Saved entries
- Opening Delimiter -

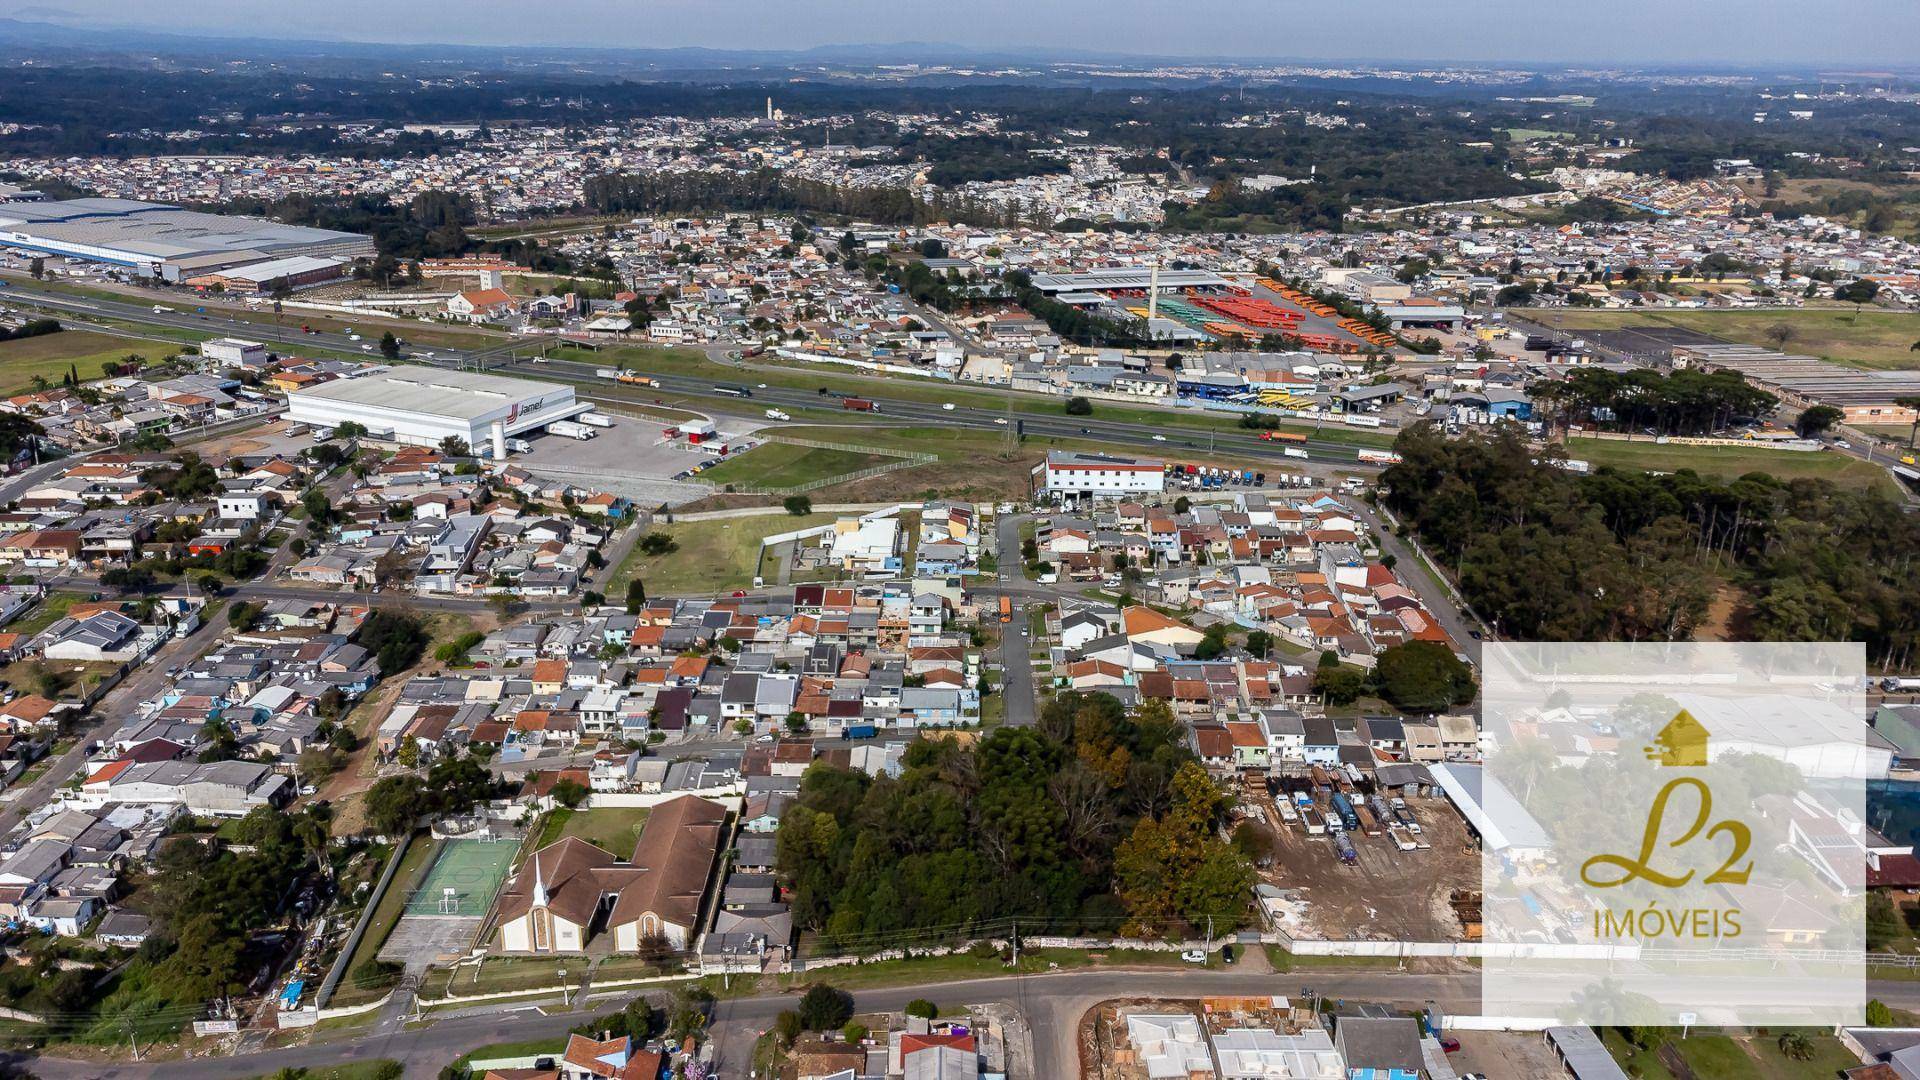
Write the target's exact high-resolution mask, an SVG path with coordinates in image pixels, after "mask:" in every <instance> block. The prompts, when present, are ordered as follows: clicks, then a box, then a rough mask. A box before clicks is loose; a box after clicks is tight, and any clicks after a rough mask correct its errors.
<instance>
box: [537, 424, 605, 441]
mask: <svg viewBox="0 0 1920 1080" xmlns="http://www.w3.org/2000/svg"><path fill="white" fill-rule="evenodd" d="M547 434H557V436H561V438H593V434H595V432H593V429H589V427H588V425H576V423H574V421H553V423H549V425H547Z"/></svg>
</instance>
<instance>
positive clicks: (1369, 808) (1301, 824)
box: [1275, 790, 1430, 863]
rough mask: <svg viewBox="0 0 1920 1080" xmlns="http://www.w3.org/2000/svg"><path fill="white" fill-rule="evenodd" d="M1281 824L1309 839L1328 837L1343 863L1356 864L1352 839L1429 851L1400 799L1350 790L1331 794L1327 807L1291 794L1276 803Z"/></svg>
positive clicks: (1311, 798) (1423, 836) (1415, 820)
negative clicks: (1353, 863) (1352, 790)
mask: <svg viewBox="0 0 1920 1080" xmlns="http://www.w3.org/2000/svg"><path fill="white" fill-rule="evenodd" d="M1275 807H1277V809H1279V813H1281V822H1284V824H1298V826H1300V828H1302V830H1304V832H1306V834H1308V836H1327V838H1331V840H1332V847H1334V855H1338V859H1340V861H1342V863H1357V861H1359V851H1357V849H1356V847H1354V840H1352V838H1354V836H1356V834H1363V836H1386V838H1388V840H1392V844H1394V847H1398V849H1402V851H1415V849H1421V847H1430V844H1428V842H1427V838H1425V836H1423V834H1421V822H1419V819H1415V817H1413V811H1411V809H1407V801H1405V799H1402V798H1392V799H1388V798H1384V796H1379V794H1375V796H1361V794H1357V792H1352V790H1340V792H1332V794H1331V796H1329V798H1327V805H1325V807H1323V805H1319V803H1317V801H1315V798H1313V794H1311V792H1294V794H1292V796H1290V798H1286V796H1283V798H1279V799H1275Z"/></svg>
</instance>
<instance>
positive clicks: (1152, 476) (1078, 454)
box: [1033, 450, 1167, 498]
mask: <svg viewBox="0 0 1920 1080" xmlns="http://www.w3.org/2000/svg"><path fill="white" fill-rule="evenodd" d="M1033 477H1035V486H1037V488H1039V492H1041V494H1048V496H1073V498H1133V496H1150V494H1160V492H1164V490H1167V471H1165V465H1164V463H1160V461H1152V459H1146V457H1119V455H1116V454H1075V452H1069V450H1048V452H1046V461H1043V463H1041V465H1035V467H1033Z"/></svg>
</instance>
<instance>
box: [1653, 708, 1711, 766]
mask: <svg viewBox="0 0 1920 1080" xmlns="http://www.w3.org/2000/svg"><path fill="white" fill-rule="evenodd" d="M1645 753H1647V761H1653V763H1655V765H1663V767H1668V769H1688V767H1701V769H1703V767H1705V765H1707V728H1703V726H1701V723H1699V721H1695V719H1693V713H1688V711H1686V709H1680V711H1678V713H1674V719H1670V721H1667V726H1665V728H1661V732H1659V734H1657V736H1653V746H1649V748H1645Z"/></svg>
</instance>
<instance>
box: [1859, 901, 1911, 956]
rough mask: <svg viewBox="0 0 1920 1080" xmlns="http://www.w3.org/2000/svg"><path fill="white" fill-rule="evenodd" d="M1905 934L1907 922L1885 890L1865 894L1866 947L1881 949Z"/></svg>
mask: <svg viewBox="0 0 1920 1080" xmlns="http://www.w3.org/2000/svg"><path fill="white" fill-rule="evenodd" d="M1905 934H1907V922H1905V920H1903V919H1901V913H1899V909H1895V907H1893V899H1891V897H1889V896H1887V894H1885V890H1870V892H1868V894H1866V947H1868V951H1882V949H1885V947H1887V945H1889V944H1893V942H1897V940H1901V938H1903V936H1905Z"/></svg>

- Closing Delimiter -

- [Exercise brief]: Only the text of the records above is to be reproduced, exactly as given; the pictures are dropped.

- [Solution for this exercise]:
Write the target's exact high-resolution mask, an SVG path with coordinates in image pixels, after "mask:" in every <instance> block. The prompts, when present, are ordered as follows: clicks, then a box, then a rough mask. A box before clicks is loose; a box after clicks is tight, and any clicks after a rough mask correct its errors.
<instance>
box: [537, 424, 605, 441]
mask: <svg viewBox="0 0 1920 1080" xmlns="http://www.w3.org/2000/svg"><path fill="white" fill-rule="evenodd" d="M547 434H557V436H561V438H593V434H595V432H593V429H589V427H588V425H576V423H574V421H553V423H549V425H547Z"/></svg>
</instance>
<instance>
positive clicks: (1369, 808) (1301, 824)
box: [1275, 790, 1430, 863]
rough mask: <svg viewBox="0 0 1920 1080" xmlns="http://www.w3.org/2000/svg"><path fill="white" fill-rule="evenodd" d="M1281 824L1309 839L1328 837L1343 863L1356 864L1352 839L1429 851L1400 799L1350 790L1331 794L1327 807L1291 794L1276 803Z"/></svg>
positive clicks: (1311, 798) (1423, 836) (1415, 820)
negative clicks: (1353, 863) (1352, 790)
mask: <svg viewBox="0 0 1920 1080" xmlns="http://www.w3.org/2000/svg"><path fill="white" fill-rule="evenodd" d="M1275 807H1277V809H1279V813H1281V822H1284V824H1298V826H1300V828H1302V830H1304V832H1306V834H1308V836H1327V838H1331V840H1332V847H1334V855H1338V859H1340V861H1342V863H1357V861H1359V851H1357V849H1356V847H1354V840H1352V838H1354V836H1356V834H1363V836H1386V838H1388V840H1392V844H1394V847H1398V849H1402V851H1415V849H1421V847H1430V844H1428V842H1427V838H1425V836H1423V834H1421V822H1419V819H1415V817H1413V811H1411V809H1407V801H1405V799H1402V798H1392V799H1388V798H1384V796H1379V794H1375V796H1361V794H1357V792H1352V790H1340V792H1332V794H1331V796H1329V798H1327V805H1325V807H1323V805H1319V803H1317V801H1315V798H1313V794H1311V792H1294V794H1292V796H1290V798H1286V796H1283V798H1279V799H1275Z"/></svg>
</instance>
<instance>
positive clicks: (1152, 476) (1078, 454)
box: [1033, 450, 1167, 498]
mask: <svg viewBox="0 0 1920 1080" xmlns="http://www.w3.org/2000/svg"><path fill="white" fill-rule="evenodd" d="M1033 477H1035V486H1037V488H1039V492H1041V494H1048V496H1073V498H1133V496H1150V494H1160V492H1164V490H1167V471H1165V465H1164V463H1160V461H1152V459H1146V457H1119V455H1116V454H1075V452H1069V450H1048V452H1046V461H1043V463H1041V465H1035V467H1033Z"/></svg>
</instance>
<instance>
box: [1653, 708, 1711, 766]
mask: <svg viewBox="0 0 1920 1080" xmlns="http://www.w3.org/2000/svg"><path fill="white" fill-rule="evenodd" d="M1645 753H1647V761H1653V763H1655V765H1663V767H1668V769H1688V767H1701V769H1703V767H1705V765H1707V728H1703V726H1701V723H1699V721H1695V719H1693V713H1688V711H1686V709H1680V711H1678V713H1674V719H1670V721H1667V726H1665V728H1661V732H1659V734H1657V736H1653V746H1649V748H1645Z"/></svg>
</instance>
<instance>
box: [1859, 901, 1911, 956]
rough mask: <svg viewBox="0 0 1920 1080" xmlns="http://www.w3.org/2000/svg"><path fill="white" fill-rule="evenodd" d="M1905 934L1907 922L1885 890L1865 894L1866 947L1881 949Z"/></svg>
mask: <svg viewBox="0 0 1920 1080" xmlns="http://www.w3.org/2000/svg"><path fill="white" fill-rule="evenodd" d="M1905 934H1907V922H1905V920H1903V919H1901V913H1899V909H1895V907H1893V899H1891V897H1889V896H1887V894H1885V890H1870V892H1868V894H1866V947H1868V951H1882V949H1885V947H1887V945H1889V944H1893V942H1897V940H1901V938H1903V936H1905Z"/></svg>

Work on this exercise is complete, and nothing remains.